Required work
Retype only what runs from the line that contains "the dark hair." through the last line of the listing below, both lines included.

# Information given start

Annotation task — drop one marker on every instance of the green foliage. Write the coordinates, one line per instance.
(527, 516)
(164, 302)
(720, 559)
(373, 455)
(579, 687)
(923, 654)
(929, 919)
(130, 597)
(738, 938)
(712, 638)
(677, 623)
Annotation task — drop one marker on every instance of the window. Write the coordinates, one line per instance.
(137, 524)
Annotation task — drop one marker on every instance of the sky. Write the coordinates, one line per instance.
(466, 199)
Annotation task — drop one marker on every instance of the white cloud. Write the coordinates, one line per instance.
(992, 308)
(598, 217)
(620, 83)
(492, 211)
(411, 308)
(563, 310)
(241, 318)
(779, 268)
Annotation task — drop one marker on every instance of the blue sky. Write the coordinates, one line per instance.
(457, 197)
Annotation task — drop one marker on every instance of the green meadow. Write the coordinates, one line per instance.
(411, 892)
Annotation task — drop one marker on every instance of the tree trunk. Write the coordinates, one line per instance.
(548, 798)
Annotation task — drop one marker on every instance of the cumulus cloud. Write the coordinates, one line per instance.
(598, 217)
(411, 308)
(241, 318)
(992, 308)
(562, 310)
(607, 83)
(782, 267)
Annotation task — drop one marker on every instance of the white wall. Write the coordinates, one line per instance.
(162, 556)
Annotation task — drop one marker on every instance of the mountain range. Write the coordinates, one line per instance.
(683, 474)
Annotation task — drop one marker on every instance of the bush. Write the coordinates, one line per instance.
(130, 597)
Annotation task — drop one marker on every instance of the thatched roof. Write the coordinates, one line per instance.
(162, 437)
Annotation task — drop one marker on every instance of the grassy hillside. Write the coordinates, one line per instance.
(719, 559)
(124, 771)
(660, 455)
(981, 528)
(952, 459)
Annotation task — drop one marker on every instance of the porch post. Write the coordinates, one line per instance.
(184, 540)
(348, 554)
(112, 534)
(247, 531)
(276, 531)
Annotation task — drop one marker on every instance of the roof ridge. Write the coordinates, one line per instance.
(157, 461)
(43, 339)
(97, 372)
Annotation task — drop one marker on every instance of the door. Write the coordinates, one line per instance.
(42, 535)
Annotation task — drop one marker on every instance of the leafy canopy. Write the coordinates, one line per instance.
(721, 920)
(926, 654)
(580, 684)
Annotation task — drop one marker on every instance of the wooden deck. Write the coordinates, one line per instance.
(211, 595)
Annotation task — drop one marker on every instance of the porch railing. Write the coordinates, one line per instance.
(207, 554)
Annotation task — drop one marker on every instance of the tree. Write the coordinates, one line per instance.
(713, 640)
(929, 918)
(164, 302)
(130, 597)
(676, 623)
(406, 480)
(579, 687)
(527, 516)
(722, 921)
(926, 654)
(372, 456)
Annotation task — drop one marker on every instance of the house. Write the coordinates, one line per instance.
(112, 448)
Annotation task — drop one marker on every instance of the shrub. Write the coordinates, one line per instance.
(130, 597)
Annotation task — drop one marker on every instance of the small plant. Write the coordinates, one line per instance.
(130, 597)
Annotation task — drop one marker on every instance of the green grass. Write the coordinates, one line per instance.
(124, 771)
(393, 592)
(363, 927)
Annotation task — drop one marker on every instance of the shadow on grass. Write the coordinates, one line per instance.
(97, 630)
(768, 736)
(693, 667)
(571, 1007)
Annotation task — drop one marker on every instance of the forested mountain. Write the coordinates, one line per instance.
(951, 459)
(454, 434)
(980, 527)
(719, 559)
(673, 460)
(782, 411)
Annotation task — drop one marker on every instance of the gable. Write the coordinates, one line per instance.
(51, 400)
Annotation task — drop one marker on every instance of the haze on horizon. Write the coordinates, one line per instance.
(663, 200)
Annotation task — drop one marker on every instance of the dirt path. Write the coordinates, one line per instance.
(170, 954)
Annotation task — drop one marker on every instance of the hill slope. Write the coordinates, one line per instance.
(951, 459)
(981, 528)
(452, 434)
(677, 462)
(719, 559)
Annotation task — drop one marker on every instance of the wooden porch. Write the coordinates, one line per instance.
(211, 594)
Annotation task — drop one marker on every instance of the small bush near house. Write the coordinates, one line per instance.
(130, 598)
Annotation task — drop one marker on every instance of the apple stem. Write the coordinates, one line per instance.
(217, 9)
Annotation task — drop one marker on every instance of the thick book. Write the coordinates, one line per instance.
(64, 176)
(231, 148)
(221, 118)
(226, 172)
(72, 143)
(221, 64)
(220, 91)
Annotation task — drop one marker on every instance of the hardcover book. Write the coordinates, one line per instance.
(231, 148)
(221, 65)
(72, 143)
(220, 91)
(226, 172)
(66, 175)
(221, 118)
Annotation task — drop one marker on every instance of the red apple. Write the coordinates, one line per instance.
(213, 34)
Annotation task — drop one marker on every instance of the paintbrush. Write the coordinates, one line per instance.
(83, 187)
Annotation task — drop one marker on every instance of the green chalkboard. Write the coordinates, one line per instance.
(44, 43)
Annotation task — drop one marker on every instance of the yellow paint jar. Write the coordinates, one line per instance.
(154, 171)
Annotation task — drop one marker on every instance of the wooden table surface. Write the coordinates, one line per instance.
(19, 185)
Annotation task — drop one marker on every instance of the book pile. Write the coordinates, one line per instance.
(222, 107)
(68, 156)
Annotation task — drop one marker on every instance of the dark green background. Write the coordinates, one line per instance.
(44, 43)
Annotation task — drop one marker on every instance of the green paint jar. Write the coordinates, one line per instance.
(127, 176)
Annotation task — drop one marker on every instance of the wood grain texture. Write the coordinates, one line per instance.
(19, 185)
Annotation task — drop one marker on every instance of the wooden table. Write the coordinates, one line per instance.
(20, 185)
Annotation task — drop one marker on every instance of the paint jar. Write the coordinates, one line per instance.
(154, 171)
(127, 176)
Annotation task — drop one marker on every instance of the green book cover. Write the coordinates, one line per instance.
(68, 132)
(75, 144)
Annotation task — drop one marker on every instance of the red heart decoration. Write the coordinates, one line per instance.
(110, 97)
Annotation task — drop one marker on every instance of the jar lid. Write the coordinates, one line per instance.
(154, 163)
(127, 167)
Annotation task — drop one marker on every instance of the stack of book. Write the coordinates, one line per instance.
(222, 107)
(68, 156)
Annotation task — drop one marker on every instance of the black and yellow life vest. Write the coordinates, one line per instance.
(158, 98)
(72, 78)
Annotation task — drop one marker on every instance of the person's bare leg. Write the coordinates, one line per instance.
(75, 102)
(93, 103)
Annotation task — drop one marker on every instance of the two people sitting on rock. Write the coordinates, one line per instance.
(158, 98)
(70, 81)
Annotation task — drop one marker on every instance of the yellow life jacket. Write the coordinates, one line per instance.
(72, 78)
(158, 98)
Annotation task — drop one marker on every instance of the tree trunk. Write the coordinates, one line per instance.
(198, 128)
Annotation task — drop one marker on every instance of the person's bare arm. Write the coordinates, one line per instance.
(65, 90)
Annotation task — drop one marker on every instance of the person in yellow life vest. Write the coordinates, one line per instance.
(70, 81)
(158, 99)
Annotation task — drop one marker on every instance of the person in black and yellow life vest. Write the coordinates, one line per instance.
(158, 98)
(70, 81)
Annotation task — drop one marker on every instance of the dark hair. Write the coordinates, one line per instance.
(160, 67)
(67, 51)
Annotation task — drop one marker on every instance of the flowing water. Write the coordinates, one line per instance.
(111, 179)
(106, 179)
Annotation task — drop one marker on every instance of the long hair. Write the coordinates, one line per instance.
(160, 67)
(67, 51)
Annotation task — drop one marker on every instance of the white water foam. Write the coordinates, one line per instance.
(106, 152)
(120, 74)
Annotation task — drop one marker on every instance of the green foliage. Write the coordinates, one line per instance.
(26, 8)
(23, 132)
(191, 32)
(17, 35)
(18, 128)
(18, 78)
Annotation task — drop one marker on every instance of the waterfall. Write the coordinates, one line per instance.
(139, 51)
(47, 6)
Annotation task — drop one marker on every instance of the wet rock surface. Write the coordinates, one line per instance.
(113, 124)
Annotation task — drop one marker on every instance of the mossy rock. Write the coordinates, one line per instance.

# Information given end

Exercise answer
Annotation task — drop one marker on every instance of the dark hair. Write the coordinates, one line per instance.
(160, 67)
(67, 51)
Annotation task — drop one marker on every instance of the flowing water. Write the coordinates, one line per instance.
(111, 179)
(106, 179)
Annotation task — drop one marker on every instance of the long hair. Write the coordinates, one line per instance.
(160, 67)
(67, 51)
Annotation task — drop one marker on every instance of the white water foam. Write the coordinates, one line per instance.
(106, 152)
(120, 74)
Annotation task — drop one marker on every instance of the green foliage. Write the coordinates, one line per instance.
(26, 8)
(23, 132)
(191, 32)
(17, 35)
(18, 128)
(18, 78)
Annotation task — drop one marker on every instance of the waterfall. Write the coordinates, one line per instance.
(139, 51)
(47, 6)
Annotation task — drop one marker on every instance of the wet rock surface. Write the coordinates, one line per instance.
(113, 124)
Annotation task — drop one marker on every instance of the mossy rock. Write the coordinates, one line per instance.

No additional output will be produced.